Written request: Pick out every line of the listing below that contains the word "surface", and copy each one in full.

Records supplied:
-- START --

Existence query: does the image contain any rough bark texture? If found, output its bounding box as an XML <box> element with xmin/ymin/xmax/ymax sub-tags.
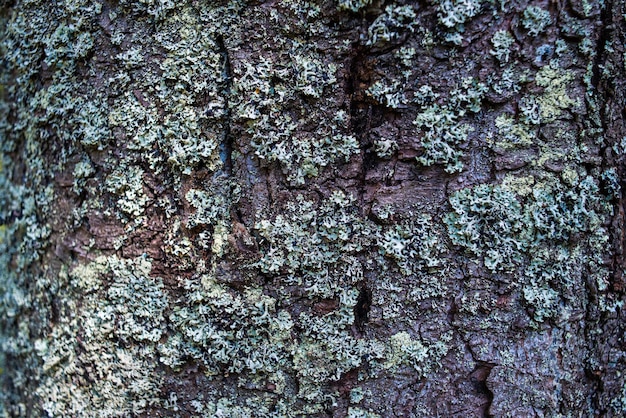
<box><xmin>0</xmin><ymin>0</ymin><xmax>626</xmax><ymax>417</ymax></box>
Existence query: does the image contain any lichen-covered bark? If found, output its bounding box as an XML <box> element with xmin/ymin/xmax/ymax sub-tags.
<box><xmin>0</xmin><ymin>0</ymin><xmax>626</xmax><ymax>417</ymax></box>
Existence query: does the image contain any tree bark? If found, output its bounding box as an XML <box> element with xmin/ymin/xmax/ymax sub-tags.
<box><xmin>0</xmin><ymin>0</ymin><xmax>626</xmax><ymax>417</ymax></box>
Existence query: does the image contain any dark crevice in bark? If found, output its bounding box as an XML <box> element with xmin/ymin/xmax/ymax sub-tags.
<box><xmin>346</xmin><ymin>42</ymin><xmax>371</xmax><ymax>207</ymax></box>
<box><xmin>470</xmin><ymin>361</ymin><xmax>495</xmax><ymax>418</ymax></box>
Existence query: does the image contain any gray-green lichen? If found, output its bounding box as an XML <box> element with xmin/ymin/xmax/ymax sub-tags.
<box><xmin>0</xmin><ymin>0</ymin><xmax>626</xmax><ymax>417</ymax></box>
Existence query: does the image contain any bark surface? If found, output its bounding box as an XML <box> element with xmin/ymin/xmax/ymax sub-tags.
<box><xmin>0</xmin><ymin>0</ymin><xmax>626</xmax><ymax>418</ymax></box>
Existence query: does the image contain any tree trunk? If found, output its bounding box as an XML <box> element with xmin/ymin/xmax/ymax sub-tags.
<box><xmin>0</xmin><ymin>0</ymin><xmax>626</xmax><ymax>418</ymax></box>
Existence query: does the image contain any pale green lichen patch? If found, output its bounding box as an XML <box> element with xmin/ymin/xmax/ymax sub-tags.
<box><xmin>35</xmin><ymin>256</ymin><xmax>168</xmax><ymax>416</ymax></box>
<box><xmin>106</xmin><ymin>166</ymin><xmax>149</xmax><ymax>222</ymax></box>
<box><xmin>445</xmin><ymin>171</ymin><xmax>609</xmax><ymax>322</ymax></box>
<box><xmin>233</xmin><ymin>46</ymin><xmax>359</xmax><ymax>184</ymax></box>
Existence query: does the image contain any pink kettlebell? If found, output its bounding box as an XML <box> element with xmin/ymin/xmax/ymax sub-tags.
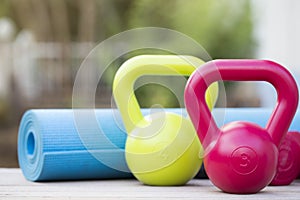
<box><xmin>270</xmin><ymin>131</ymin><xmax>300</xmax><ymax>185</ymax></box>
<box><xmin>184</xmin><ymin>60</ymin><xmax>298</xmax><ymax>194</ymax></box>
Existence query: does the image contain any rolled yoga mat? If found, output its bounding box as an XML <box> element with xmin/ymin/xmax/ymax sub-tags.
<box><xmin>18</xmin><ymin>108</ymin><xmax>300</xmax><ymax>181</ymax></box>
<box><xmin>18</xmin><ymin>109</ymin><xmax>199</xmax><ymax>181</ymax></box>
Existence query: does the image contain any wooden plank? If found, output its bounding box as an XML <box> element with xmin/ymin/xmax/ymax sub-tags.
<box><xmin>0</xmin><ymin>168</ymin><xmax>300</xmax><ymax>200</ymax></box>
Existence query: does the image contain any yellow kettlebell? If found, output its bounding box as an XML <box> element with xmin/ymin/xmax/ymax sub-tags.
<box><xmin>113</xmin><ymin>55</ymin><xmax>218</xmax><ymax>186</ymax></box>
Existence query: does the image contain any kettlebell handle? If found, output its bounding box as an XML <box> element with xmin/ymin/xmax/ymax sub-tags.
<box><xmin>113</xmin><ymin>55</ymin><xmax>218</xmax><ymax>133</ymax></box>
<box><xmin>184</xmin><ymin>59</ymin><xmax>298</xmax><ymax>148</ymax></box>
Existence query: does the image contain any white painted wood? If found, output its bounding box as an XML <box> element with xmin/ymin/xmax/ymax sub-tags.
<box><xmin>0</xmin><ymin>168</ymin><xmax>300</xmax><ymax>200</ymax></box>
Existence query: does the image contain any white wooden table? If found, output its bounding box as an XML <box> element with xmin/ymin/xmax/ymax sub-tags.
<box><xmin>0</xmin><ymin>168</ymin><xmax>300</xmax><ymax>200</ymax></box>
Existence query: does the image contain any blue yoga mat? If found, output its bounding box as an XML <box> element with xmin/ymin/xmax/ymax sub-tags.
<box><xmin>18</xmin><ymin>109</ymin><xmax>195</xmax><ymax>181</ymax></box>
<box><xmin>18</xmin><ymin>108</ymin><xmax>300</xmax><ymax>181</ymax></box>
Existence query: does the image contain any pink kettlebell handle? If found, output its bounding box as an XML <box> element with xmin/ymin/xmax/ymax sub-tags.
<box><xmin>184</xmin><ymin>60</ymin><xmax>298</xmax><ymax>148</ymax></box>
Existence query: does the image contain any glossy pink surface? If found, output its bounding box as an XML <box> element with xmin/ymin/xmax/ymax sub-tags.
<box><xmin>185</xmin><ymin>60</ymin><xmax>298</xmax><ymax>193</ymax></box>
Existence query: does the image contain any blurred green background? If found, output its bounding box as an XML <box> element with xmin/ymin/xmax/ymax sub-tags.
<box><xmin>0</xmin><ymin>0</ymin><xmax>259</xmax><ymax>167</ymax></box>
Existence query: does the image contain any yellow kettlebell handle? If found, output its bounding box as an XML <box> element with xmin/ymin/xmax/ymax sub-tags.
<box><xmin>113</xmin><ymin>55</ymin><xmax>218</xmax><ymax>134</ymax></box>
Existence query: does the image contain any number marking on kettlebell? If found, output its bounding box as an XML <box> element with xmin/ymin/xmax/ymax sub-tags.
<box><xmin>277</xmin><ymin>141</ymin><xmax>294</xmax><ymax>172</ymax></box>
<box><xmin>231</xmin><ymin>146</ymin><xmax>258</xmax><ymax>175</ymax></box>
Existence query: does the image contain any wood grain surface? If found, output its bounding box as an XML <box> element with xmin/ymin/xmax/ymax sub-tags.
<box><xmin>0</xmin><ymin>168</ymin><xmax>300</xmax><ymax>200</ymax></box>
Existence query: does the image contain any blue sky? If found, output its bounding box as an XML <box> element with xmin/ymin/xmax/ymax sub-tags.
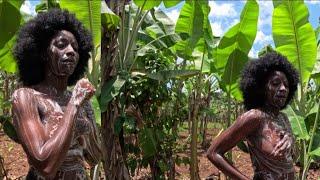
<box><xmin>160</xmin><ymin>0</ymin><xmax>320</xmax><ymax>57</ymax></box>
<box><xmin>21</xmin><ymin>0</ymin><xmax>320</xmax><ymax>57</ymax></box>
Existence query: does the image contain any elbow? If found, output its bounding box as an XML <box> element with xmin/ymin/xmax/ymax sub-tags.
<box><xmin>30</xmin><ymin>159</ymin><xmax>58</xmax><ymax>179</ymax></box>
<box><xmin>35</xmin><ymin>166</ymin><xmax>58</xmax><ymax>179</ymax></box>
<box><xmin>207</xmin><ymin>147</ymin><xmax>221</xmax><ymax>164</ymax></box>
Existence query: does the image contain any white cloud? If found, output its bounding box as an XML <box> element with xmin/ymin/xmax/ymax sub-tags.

-- END --

Expected answer:
Existence query: does the image contain any bark surface? If found, output its bounding box as an XML <box> element with xmin/ymin/xmax/ymax sub-tags.
Existence query: does the image contain any glossy pink surface? If found, output its bounding box as an XML <box> element with xmin/ymin/xmax/ymax sub-tags.
Existence query: does the image contain any wood grain surface? If found, output its bounding box as an XML <box> element with xmin/ymin/xmax/ymax sub-tags.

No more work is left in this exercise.